[Spatial localization data]
┌────────
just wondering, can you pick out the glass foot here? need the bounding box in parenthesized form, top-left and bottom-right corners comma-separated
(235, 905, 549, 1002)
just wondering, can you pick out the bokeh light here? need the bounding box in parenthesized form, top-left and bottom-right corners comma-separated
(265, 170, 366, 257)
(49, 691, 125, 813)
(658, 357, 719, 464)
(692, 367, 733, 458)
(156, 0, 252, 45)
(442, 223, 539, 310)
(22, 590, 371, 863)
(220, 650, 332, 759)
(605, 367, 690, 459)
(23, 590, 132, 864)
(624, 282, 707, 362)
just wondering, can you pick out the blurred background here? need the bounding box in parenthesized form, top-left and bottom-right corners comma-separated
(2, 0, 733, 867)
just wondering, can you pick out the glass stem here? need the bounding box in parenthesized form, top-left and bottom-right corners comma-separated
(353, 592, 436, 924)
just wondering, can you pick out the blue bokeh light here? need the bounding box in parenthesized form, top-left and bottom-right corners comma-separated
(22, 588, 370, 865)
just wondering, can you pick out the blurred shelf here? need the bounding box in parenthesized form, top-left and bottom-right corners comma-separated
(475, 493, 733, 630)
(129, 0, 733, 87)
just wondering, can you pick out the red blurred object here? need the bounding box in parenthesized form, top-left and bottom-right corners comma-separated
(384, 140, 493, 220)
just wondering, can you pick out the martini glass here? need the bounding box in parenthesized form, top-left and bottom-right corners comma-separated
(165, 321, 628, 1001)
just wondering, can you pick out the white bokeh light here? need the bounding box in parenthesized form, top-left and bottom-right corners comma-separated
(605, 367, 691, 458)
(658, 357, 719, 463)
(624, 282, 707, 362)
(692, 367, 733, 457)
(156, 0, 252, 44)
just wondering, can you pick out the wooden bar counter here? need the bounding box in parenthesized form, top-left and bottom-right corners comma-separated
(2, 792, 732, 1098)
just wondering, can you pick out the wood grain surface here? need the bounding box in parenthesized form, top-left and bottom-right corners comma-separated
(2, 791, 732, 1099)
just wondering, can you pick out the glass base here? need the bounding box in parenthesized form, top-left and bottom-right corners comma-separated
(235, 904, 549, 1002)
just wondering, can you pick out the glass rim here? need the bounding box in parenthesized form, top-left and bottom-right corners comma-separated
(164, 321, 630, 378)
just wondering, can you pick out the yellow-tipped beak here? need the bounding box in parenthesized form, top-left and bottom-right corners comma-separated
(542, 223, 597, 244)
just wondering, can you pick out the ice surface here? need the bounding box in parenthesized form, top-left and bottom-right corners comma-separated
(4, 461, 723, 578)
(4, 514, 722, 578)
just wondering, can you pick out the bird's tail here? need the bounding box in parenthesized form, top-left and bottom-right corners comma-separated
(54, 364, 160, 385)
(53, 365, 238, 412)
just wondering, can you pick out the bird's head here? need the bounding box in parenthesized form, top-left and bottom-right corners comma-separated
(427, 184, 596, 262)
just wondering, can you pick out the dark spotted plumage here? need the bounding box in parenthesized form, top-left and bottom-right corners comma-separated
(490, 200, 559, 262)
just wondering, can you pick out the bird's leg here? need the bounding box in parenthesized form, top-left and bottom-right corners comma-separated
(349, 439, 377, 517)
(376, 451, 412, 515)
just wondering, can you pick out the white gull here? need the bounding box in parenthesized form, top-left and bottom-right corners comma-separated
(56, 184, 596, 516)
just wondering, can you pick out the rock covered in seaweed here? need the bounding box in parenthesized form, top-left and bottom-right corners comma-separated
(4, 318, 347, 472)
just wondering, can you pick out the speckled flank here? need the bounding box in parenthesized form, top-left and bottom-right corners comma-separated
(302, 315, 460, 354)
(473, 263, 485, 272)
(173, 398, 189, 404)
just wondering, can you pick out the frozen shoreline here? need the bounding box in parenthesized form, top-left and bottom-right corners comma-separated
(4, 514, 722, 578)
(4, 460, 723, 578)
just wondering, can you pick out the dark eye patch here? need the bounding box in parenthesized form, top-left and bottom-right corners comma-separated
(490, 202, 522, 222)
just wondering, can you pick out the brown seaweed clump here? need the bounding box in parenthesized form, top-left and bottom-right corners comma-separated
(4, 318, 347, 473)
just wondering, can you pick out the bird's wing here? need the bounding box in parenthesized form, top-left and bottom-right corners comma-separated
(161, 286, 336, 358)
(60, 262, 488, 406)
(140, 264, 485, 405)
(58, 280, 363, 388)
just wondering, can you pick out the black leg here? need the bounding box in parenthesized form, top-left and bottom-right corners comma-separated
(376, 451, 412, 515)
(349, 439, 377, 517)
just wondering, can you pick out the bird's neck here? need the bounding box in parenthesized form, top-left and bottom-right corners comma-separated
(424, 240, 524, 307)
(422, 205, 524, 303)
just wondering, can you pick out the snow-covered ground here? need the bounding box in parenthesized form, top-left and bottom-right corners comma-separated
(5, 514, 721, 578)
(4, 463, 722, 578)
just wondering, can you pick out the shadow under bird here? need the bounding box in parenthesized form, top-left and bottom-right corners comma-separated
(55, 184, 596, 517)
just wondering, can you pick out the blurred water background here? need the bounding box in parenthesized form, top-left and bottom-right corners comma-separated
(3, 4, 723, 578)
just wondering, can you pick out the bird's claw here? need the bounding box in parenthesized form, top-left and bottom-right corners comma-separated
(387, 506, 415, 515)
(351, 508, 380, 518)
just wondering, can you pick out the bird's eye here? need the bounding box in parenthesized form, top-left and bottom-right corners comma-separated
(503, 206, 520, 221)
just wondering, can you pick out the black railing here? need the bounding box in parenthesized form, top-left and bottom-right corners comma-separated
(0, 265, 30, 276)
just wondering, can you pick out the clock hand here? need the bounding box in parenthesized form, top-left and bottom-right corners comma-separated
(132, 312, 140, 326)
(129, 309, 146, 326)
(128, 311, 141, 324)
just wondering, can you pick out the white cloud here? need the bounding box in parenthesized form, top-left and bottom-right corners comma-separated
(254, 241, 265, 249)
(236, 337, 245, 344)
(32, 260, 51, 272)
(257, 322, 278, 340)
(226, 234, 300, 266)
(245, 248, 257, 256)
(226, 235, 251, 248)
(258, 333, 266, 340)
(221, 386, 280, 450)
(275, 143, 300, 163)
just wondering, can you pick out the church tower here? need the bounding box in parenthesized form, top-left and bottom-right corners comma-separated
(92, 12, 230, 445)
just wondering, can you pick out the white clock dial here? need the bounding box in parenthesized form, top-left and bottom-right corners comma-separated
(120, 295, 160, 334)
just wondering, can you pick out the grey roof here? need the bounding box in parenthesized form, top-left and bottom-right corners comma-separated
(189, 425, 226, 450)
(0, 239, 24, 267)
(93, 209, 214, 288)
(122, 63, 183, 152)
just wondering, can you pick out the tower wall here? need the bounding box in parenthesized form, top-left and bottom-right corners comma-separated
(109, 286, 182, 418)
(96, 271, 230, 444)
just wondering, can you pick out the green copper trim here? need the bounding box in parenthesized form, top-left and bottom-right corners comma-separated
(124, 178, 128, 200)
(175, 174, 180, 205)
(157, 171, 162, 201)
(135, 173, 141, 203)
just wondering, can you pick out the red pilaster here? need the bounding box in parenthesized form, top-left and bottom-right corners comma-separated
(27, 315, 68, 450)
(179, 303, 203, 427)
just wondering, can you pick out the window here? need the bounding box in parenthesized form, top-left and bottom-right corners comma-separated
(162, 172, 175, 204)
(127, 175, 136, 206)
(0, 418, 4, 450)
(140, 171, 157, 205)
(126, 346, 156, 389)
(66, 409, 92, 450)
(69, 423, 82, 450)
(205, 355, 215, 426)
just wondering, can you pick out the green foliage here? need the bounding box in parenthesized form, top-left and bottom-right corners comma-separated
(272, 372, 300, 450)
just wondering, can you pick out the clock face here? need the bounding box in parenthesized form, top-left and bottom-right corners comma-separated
└────────
Print exactly the lines from the one containing "just wondering, can you pick out the window" through the last line of the records above, both included.

just wondering, can you pick out the window here? need the bounding box in parenthesized form, top-left and bottom-right corners comma-separated
(162, 172, 175, 204)
(127, 175, 136, 206)
(0, 418, 4, 450)
(140, 171, 157, 205)
(126, 346, 156, 389)
(66, 409, 92, 450)
(69, 423, 82, 450)
(205, 355, 215, 426)
just wondering, can you pick out the green foliage here? need the bounding box in parenthesized form, top-left and bottom-right corners comma-separated
(272, 372, 300, 450)
just wondering, can you pick out the clock face here? need the bounding box in parenthesized form, top-left and bottom-right corners comma-separated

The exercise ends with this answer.